-- Start of PASSAGE GIVEN --

From the Archives: My 9/11 Story

Last year, I recounted my personal experience on September 11, 2001, and I offered some commentary about what that day--and the events of the ensuing year--meant to me and to American politics in general. I've reposted my 9/11 story again this year, below.

(11 September 2006) When I was a freshman in college, at Texas A&M University, on Tuesday and Thursday mornings I had two classes back-to-back in the same lecture hall. Because of a weird scheduling fluke, these classes were about 45 minutes apart, though. During that break, sometimes I would go eat breakfast, other times I would do something else, and occasionally I would just stay in the room and study.

On this particular day, I had decided to catch up on some reading for class, and, as usual, there were a few other students in the room as well. A few minutes after the first class ended, maybe about 9:00 a.m. CDT, someone came in and said something about a plane crashing in New York City. A few minutes later, another student came in and gave more details: it was the World Trade Center. Surely, in my mind at least, this was an accident, a mistake, a human or machine error. What else would make a plane crash into a building?

By 9:10 a.m. the room was buzzing with the news, but it still wasn't anything out of the ordinary, or at least anything that would affect us way far away in the heart of Texas. Soon after, though, our professor came in the room, a few minutes early, and told us all to go home. I can't remember exactly what he said (I'm not sure if the word "terrorist" was mentioned), but then it was clear that this was significant.

-- End of PASSAGE GIVEN --

### STATED GOAL 1
Count the lines in the listing below that contain the string "white", treating uppercase and lowercase as different, and give only that number.

-- Start of RECORDS TO USE --

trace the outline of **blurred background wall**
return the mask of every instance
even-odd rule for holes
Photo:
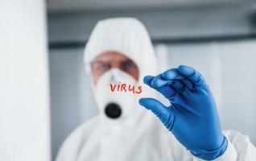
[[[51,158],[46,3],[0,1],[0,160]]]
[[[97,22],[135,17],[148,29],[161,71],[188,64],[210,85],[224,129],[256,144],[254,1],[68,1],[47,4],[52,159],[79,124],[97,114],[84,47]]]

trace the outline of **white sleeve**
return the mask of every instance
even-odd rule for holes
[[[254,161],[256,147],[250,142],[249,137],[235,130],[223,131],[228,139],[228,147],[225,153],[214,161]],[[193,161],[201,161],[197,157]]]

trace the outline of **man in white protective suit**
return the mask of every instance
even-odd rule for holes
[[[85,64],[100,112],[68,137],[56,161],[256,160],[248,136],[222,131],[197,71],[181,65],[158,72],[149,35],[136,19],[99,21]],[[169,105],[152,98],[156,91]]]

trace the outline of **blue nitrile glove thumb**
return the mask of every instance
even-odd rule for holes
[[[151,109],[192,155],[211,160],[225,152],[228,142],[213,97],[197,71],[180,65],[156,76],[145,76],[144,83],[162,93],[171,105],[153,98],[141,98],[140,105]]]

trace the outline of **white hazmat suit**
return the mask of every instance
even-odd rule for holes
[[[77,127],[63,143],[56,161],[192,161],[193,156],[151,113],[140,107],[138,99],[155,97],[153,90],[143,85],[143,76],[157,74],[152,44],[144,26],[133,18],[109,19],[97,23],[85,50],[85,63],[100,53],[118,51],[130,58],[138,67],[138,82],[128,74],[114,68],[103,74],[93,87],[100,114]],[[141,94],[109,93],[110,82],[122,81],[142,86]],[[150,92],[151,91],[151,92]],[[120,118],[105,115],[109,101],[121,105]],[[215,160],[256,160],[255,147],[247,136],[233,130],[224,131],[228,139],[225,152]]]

-- End of RECORDS TO USE --
-- Start of RECORDS TO USE --

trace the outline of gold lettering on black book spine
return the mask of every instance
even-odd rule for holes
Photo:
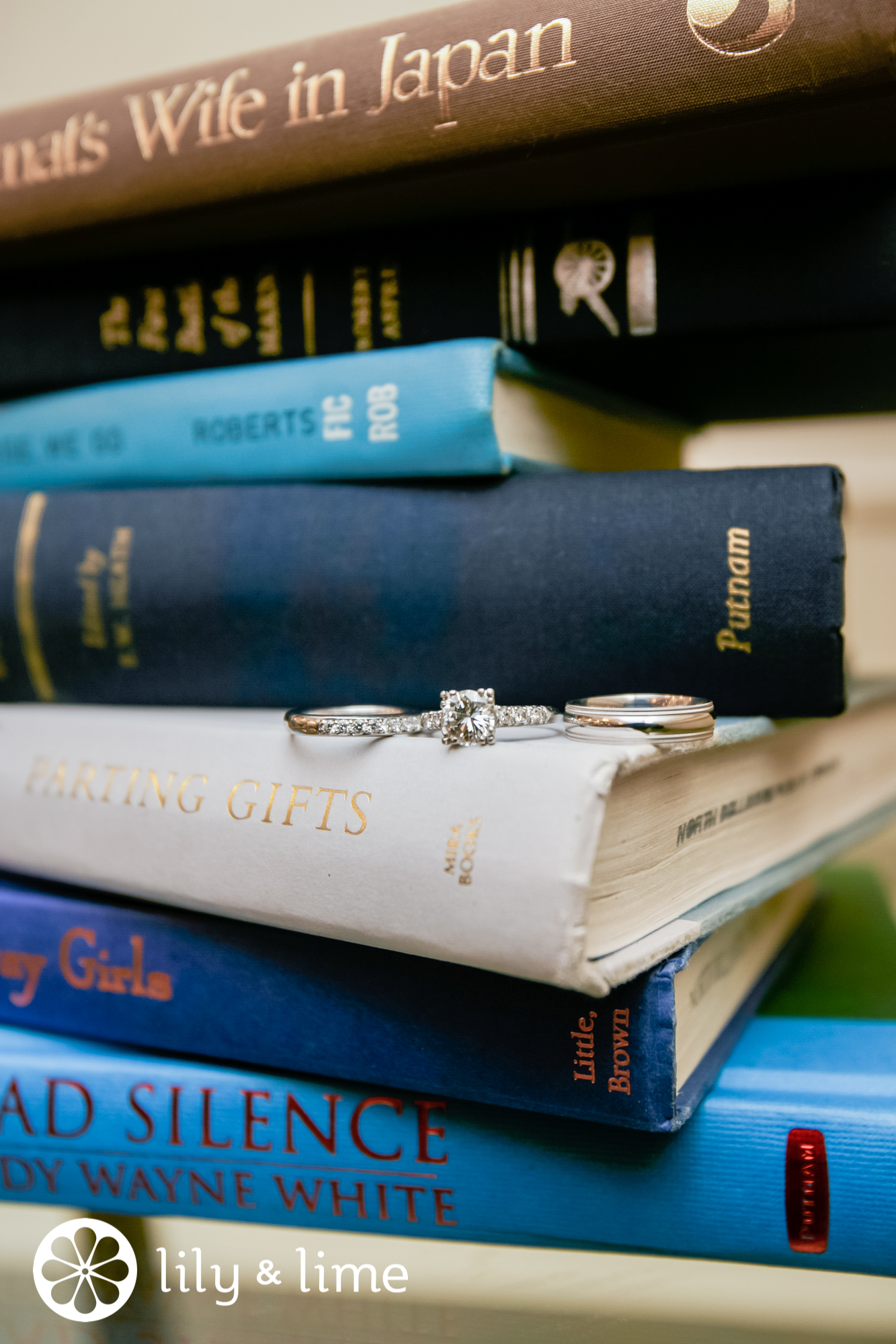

-- End of RECORDS TO USE --

### STATED GOAL 2
Copy the part of the 9/11 story above starting with "From the Archives: My" and going on through "this year, below.", substituting "described" for "recounted".

### EXERCISE RESPONSE 1
3

### EXERCISE RESPONSE 2
From the Archives: My 9/11 Story

Last year, I described my personal experience on September 11, 2001, and I offered some commentary about what that day--and the events of the ensuing year--meant to me and to American politics in general. I've reposted my 9/11 story again this year, below.